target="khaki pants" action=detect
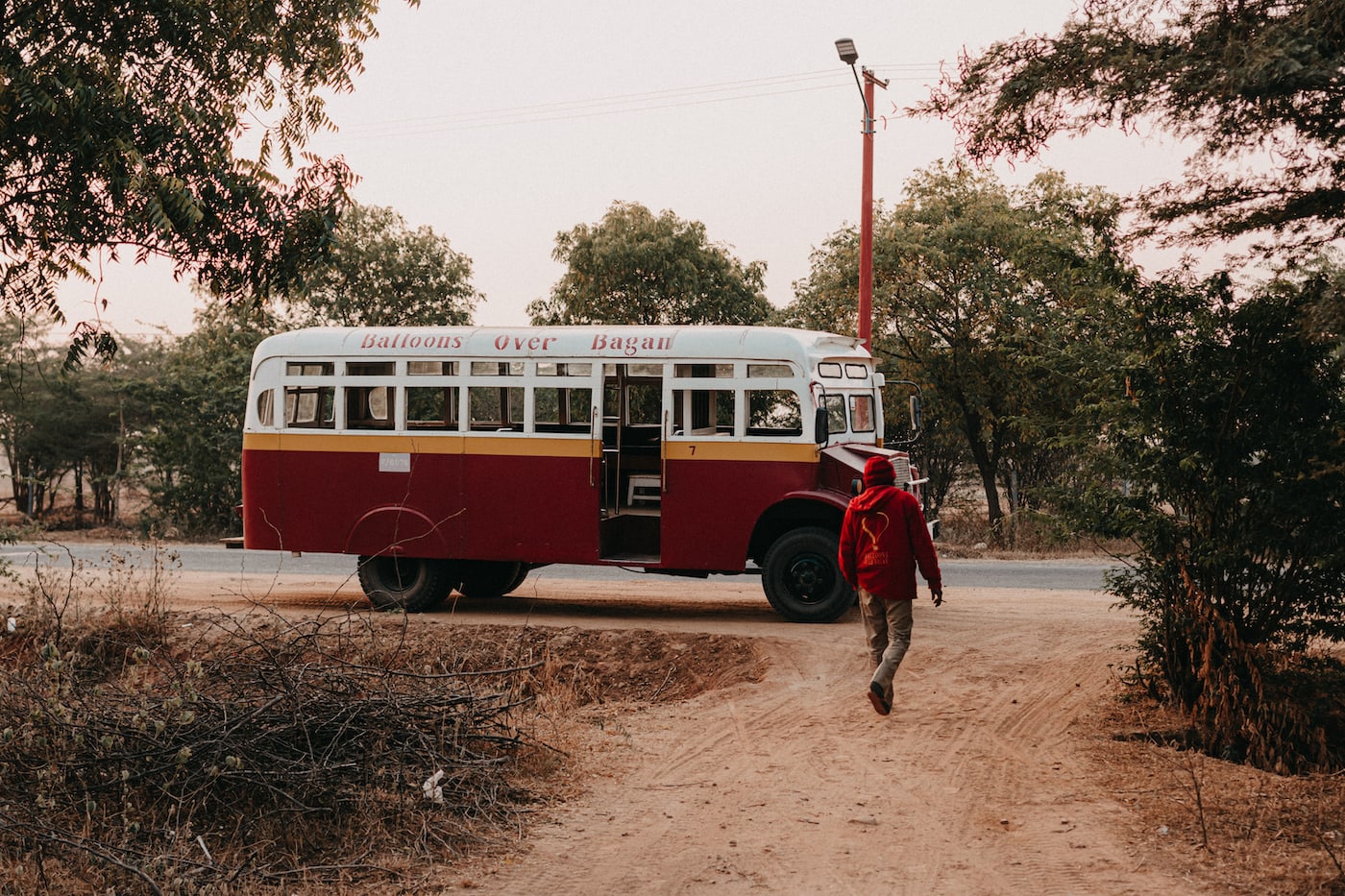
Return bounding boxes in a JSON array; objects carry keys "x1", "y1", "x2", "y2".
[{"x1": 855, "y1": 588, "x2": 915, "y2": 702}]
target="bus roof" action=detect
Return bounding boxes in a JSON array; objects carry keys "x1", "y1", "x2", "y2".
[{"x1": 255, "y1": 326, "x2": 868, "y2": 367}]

= = =

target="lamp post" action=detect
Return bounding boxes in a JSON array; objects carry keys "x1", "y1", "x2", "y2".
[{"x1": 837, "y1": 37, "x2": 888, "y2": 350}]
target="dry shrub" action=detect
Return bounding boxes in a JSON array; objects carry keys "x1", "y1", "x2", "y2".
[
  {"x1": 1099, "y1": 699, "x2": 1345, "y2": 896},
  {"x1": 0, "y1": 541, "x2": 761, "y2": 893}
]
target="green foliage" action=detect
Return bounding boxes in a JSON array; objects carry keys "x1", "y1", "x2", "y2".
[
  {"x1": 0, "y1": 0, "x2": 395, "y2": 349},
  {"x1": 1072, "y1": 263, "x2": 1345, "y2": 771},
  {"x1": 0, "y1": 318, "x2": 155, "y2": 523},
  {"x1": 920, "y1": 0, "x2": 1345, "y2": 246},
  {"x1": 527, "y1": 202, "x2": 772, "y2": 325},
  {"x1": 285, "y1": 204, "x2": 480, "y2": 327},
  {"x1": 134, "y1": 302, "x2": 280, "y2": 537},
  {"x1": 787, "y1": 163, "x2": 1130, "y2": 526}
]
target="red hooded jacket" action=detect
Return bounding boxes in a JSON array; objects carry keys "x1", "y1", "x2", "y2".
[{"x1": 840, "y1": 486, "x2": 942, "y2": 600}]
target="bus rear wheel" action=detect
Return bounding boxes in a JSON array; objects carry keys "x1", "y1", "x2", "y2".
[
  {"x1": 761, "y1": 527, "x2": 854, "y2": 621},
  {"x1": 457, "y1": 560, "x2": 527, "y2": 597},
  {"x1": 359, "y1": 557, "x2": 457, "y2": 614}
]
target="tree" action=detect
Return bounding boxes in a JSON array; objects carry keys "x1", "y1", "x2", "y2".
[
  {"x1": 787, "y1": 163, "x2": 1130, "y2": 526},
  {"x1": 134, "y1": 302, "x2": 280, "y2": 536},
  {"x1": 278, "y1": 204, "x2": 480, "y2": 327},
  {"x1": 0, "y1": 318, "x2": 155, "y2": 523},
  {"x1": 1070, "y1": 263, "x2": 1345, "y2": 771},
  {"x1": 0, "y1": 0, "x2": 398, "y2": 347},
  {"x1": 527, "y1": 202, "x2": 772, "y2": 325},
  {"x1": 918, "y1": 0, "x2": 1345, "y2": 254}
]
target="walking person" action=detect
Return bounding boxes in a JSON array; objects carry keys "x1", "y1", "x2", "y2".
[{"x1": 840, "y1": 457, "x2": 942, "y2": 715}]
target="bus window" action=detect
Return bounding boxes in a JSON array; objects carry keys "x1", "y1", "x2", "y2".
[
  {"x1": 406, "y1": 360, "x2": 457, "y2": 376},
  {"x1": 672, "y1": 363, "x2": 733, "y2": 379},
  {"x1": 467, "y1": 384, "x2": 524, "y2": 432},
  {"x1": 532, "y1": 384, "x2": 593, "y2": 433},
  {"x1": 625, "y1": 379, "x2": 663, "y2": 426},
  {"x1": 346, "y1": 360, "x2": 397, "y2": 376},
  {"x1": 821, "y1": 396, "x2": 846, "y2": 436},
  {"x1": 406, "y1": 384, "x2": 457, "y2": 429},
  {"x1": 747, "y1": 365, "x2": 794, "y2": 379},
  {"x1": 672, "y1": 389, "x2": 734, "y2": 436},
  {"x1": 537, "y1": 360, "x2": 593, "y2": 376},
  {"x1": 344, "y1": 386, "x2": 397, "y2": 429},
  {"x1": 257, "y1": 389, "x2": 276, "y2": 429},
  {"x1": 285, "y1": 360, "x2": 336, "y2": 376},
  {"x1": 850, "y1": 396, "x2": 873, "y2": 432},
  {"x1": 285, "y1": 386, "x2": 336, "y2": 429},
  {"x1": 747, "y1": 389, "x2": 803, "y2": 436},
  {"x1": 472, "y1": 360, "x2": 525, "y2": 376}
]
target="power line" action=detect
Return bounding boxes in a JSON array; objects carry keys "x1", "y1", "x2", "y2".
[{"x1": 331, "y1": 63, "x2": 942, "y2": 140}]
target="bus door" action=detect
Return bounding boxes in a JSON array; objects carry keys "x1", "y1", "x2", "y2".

= = =

TASK STATEMENT =
Which lines in the records contain the string "green"? Show each of them in full.

ANSWER BELOW =
target="green foliage" action=detect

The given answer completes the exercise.